-------- Source extract

Beasts of the Chinese Zodiac, More New Year Celebrations
—by Jinny Batterson
Anyone who’s ever been given a place mat at a Chinese-American restaurant likely has seen pictures of the animals of the Chinese zodiac: mouse/rat, ox/bull/buffalo, tiger, rabbit, dragon, snake, horse, sheep/goat/ram, monkey, rooster, dog, pig. Unlike the roughly monthly zodiac familiar to readers of American newspapers, the Chinese zodiac works in lunar year increments, generally running from mid-January-to-mid-February of one year to mid-January-to-mid-February of the next. To further complicate matters, the Chinese zodiac also cycles through five “elements” (some claim it’s really the “ten heavenly stems”) of wood, fire, earth, metal, and water, so a complete cycle takes 60 years.
The first time we spent Chinese New Year in China, we ushered in the “Year of the (Metal) Golden Pig,” an especially auspicious year, according to China fortune tellers. When we returned two years later, we experienced the transition to the “Year of the Earth Ox,” a more middling kind of year. Fortunes have been made and lost over the interpretation of the various Chinese zodiac signs. Some years are reputed to be luckier than others, and slight ripples in the overall birth rate can be attributed to parents working toward having a child born in a “good” year. A chart of a 20th century cycle of years, with their attributes, is part of the China travel website http://www.travelchinaguide.com/intro/astrology/60year-cycle.htm.

----------------

Goal of the exercise:
Copy out the Chinese zodiac passage in full, word for word. The entries come from a source separate from the Chinese zodiac passage.

-------- Material provided

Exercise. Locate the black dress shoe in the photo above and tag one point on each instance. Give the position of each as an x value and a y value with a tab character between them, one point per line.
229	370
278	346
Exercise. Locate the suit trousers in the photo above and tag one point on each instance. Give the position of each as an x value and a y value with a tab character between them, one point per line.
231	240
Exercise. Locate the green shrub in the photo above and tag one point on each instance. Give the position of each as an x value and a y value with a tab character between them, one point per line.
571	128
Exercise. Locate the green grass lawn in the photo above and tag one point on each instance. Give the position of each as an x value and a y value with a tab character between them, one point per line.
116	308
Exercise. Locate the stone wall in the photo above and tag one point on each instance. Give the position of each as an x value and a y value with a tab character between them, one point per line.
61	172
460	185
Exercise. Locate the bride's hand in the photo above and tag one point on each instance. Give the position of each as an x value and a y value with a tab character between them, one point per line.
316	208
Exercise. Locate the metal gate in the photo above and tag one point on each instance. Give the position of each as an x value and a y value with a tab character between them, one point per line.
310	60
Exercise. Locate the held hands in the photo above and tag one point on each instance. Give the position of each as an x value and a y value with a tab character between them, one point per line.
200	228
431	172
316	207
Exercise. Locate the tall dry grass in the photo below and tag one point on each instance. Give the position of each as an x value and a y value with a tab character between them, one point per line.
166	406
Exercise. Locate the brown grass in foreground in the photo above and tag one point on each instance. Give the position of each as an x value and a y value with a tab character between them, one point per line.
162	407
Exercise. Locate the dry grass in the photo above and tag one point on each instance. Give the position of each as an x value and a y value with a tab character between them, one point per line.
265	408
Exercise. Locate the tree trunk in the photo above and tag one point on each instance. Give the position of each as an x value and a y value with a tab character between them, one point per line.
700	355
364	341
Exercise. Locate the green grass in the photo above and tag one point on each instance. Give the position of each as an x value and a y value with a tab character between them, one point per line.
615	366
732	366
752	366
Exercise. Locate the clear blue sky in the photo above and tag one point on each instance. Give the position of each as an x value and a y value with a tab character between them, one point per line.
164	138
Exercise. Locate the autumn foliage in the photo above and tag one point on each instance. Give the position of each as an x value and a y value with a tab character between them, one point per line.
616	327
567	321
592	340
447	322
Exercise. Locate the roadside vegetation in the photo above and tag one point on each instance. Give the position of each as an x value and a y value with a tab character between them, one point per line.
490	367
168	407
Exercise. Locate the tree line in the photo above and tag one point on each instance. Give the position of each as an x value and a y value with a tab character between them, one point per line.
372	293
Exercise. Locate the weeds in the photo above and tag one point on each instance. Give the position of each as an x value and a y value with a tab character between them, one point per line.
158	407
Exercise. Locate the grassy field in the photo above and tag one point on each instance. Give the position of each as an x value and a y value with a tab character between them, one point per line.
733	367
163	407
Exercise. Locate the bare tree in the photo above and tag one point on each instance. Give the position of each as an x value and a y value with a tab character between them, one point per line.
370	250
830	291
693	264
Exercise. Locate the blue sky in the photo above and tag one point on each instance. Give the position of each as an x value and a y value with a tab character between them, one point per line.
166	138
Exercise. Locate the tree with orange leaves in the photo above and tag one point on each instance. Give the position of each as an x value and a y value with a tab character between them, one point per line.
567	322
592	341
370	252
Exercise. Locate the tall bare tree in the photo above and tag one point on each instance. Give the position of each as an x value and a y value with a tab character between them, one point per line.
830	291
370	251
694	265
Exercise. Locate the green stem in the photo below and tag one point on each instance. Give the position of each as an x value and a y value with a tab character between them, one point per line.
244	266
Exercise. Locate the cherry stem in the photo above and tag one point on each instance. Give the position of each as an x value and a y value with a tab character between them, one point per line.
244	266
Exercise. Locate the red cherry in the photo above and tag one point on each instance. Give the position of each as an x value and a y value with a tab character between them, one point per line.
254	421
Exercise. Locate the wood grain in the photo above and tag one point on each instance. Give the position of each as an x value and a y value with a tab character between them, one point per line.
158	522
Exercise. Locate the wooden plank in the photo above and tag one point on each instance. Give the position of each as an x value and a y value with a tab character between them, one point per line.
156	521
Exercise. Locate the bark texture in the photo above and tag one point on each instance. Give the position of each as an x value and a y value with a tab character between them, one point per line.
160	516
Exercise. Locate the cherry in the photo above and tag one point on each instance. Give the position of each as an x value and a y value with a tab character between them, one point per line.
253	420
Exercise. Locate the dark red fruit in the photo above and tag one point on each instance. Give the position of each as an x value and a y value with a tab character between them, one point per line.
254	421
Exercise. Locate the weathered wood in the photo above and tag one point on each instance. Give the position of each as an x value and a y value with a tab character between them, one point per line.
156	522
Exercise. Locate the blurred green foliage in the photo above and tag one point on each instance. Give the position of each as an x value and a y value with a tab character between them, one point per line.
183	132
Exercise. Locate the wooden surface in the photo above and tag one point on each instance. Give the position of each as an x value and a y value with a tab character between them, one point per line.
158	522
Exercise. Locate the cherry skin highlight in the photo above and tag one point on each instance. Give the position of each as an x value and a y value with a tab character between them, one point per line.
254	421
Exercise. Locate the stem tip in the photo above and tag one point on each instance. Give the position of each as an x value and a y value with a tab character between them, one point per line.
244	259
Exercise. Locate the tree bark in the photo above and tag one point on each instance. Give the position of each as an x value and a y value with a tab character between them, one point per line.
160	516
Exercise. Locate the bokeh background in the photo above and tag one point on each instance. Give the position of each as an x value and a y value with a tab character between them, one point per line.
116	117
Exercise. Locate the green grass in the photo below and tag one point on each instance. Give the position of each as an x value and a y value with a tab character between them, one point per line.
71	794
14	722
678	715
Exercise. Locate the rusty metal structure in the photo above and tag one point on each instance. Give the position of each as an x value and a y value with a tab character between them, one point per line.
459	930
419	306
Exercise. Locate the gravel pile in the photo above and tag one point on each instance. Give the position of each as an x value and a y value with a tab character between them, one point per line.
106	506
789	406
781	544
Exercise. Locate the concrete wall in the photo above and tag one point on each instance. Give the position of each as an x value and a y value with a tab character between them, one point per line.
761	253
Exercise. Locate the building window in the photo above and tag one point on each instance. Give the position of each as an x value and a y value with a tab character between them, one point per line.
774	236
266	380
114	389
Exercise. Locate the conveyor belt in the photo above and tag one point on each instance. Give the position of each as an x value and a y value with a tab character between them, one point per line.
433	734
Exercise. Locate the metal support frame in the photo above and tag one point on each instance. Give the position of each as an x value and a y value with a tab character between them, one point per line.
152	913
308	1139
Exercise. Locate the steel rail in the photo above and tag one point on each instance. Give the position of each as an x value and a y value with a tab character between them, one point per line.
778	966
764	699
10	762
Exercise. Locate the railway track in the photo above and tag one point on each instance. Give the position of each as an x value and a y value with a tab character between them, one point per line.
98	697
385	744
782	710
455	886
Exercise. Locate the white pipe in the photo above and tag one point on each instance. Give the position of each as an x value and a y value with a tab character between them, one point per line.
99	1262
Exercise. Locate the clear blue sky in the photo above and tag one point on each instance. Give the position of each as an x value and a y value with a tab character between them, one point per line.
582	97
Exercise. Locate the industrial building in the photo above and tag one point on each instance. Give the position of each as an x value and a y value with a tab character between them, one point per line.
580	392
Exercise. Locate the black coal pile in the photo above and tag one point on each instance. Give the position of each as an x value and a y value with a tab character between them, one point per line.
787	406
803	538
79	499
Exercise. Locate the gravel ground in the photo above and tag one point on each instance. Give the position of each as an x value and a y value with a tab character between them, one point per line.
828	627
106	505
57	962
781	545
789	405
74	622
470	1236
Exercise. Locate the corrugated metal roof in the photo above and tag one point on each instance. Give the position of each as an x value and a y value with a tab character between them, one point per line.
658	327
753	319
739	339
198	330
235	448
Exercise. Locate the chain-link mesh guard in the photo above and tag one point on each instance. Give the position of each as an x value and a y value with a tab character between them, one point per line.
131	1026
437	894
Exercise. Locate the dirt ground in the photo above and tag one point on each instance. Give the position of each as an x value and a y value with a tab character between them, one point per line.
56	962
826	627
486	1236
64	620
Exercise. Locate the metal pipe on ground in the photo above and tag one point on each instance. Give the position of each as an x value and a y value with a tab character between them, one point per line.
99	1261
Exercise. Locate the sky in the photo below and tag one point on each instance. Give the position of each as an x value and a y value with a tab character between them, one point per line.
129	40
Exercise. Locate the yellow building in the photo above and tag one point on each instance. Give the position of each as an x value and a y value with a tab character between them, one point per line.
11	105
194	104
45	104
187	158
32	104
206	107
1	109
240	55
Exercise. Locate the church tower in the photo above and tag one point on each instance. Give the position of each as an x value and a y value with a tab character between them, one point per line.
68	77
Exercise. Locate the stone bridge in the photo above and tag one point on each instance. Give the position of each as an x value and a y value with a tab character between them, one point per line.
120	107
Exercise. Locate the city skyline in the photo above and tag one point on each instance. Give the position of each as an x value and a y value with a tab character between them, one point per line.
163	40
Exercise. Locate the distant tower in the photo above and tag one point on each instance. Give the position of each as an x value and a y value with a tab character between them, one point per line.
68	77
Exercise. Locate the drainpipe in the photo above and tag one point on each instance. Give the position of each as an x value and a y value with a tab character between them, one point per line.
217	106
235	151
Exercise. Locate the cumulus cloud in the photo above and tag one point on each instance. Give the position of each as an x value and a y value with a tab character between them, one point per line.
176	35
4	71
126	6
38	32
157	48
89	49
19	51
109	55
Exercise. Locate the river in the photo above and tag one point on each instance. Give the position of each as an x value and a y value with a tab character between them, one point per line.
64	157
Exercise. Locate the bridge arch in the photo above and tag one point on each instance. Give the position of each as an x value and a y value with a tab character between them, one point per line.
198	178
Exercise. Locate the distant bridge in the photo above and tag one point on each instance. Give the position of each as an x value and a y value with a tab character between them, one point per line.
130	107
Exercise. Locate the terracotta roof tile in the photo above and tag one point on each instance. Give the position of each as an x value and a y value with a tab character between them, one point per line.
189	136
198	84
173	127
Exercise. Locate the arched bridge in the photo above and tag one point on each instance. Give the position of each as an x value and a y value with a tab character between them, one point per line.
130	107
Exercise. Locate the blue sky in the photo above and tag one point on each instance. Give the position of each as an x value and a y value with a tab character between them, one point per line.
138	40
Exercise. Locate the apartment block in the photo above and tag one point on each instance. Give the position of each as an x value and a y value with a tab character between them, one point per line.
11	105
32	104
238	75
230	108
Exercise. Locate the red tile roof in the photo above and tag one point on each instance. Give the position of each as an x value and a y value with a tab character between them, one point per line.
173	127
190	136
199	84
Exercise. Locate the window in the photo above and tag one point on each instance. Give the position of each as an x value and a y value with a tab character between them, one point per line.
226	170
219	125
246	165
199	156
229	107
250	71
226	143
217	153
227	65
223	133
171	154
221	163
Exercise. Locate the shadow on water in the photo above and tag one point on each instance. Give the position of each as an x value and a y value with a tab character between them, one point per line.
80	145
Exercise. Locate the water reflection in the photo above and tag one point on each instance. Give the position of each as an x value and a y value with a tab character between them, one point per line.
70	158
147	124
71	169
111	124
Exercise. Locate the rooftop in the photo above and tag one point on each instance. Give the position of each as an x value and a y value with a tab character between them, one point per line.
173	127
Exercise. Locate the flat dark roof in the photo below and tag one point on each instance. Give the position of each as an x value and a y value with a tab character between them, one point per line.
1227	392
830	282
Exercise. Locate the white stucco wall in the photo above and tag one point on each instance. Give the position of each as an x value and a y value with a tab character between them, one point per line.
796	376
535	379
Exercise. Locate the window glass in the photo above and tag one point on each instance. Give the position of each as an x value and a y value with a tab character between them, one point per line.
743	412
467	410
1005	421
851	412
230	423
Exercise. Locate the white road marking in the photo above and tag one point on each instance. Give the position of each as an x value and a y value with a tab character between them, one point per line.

----------------

Result:
Beasts of the Chinese Zodiac, More New Year Celebrations
—by Jinny Batterson
Anyone who’s ever been given a place mat at a Chinese-American restaurant likely has seen pictures of the animals of the Chinese zodiac: mouse/rat, ox/bull/buffalo, tiger, rabbit, dragon, snake, horse, sheep/goat/ram, monkey, rooster, dog, pig. Unlike the roughly monthly zodiac familiar to readers of American newspapers, the Chinese zodiac works in lunar year increments, generally running from mid-January-to-mid-February of one year to mid-January-to-mid-February of the next. To further complicate matters, the Chinese zodiac also cycles through five “elements” (some claim it’s really the “ten heavenly stems”) of wood, fire, earth, metal, and water, so a complete cycle takes 60 years.
The first time we spent Chinese New Year in China, we ushered in the “Year of the (Metal) Golden Pig,” an especially auspicious year, according to China fortune tellers. When we returned two years later, we experienced the transition to the “Year of the Earth Ox,” a more middling kind of year. Fortunes have been made and lost over the interpretation of the various Chinese zodiac signs. Some years are reputed to be luckier than others, and slight ripples in the overall birth rate can be attributed to parents working toward having a child born in a “good” year. A chart of a 20th century cycle of years, with their attributes, is part of the China travel website http://www.travelchinaguide.com/intro/astrology/60year-cycle.htm.